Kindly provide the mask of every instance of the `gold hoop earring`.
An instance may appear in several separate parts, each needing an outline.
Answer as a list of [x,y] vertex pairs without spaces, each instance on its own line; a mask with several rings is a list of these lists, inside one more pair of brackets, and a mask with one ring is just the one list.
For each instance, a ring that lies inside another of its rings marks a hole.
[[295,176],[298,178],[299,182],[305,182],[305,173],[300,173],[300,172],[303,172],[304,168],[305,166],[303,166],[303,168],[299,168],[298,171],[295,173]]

────

- PROBLEM
Copy every entry above word for word, keeping each line unchanged.

- TASK OUTPUT
Kindly provide the mask of every instance of the `gold hoop earring`.
An instance may appear in several separate parts, each needing an outline.
Answer as a list of [x,y] vertex pairs without spaces, each instance on its own line; a mask with several rings is a list of these lists, inside one more pair of brackets, and a mask with one ring is just the one list.
For each instance, a ring that lies inside another of its rings marks a hole.
[[295,176],[298,178],[299,182],[305,182],[305,173],[300,173],[300,172],[303,172],[304,168],[305,166],[303,166],[303,168],[299,168],[298,171],[295,173]]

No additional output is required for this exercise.